:: What is expected ::
According to the food safety tips, how long should you wash your hands with soap and running water?

:: Exercise passage ::
--------

Each year foodborne illnesses sicken 48 million Americans and lead to 128,000 hospitalizations and 3,000 deaths. Anyone can get a foodborne illness but some people are at greater risk such as pregnant women, children under the age of 4 years old and older adults over the age of 50 years old. The good news is that foodborne illnesses are preventable! Here are some tips to help you and your family stay safe when preparing, consuming and storing food!

1. Kitchen Sink Safety

  • Wash your hands for at least 20 seconds with soap and running water.
  • Wash fruits and vegetables before peeling or cutting.
    This can prevent germs from spreading from the outside of the produce to the inside when you cut or peel it.
  • Do not wash meat, poultry or eggs.
    This can help prevent the juices from these foods from spreading germs on your sink and counters.

2. Cutting Boards and Utensil Safety

  • Use separate cutting boards, plates, and knives for produce and for raw meat, poultry, seafood, and eggs.

--------

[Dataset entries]
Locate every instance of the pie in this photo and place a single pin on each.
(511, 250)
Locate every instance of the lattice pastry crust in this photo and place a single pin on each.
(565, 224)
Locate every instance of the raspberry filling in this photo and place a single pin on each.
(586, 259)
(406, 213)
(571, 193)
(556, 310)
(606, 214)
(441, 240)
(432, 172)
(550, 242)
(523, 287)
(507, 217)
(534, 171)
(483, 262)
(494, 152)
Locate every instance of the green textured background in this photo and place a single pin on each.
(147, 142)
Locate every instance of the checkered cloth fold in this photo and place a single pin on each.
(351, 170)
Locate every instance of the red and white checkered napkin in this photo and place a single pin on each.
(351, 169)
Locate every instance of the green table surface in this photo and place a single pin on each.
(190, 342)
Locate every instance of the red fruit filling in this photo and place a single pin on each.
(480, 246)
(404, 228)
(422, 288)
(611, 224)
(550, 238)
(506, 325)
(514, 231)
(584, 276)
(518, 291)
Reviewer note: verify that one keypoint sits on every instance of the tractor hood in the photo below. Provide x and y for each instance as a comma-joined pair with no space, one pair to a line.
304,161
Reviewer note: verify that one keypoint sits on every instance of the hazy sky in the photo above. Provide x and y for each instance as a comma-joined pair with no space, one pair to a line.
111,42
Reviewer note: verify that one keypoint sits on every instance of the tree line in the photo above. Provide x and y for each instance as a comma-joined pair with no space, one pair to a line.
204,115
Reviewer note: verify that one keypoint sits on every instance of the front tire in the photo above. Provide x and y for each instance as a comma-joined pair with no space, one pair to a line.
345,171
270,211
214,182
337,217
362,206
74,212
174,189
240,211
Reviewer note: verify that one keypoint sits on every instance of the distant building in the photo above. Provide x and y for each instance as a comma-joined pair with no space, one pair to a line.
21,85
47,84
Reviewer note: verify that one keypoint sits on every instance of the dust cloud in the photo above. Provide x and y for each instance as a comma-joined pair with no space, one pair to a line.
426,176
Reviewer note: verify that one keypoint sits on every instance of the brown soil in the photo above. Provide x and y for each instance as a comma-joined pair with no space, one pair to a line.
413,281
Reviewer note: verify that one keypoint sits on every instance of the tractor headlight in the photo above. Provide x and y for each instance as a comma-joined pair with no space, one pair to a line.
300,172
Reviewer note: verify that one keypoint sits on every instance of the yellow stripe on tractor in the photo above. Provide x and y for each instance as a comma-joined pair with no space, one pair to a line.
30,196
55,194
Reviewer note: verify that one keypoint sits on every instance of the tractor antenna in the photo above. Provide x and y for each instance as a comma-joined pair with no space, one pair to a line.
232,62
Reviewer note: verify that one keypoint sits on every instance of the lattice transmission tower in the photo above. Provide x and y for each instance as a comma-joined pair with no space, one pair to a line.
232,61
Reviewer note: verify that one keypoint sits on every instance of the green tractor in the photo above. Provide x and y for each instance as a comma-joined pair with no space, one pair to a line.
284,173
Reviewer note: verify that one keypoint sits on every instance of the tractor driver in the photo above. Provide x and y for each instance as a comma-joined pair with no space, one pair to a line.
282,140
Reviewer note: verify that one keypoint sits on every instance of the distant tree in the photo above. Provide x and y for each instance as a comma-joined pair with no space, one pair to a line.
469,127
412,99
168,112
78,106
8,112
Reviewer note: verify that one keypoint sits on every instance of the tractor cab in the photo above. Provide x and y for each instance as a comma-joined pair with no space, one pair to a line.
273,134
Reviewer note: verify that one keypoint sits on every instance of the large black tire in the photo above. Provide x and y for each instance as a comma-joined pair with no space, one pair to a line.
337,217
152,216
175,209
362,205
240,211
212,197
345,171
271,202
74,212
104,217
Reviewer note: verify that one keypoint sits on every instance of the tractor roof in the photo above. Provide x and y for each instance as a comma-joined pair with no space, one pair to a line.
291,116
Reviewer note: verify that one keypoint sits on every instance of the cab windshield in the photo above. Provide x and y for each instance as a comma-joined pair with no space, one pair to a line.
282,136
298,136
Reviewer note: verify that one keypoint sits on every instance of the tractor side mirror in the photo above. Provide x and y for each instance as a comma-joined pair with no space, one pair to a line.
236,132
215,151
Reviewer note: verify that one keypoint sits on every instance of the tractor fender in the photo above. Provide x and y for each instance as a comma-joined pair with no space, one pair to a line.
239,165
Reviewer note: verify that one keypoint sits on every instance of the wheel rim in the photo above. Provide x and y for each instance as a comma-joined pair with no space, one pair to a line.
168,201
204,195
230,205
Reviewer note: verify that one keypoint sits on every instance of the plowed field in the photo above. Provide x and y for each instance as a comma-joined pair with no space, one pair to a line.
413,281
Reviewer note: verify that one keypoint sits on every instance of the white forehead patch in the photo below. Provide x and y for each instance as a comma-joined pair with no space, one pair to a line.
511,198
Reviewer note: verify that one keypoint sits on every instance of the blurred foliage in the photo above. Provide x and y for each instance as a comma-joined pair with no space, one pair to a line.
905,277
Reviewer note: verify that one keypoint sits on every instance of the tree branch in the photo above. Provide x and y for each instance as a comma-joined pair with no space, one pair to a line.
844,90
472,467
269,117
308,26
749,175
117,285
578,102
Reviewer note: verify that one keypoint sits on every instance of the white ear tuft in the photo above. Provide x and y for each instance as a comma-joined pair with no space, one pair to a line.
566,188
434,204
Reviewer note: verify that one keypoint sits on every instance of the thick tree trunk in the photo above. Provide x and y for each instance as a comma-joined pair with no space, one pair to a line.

--------

:: Exercise output ::
At least 20 seconds.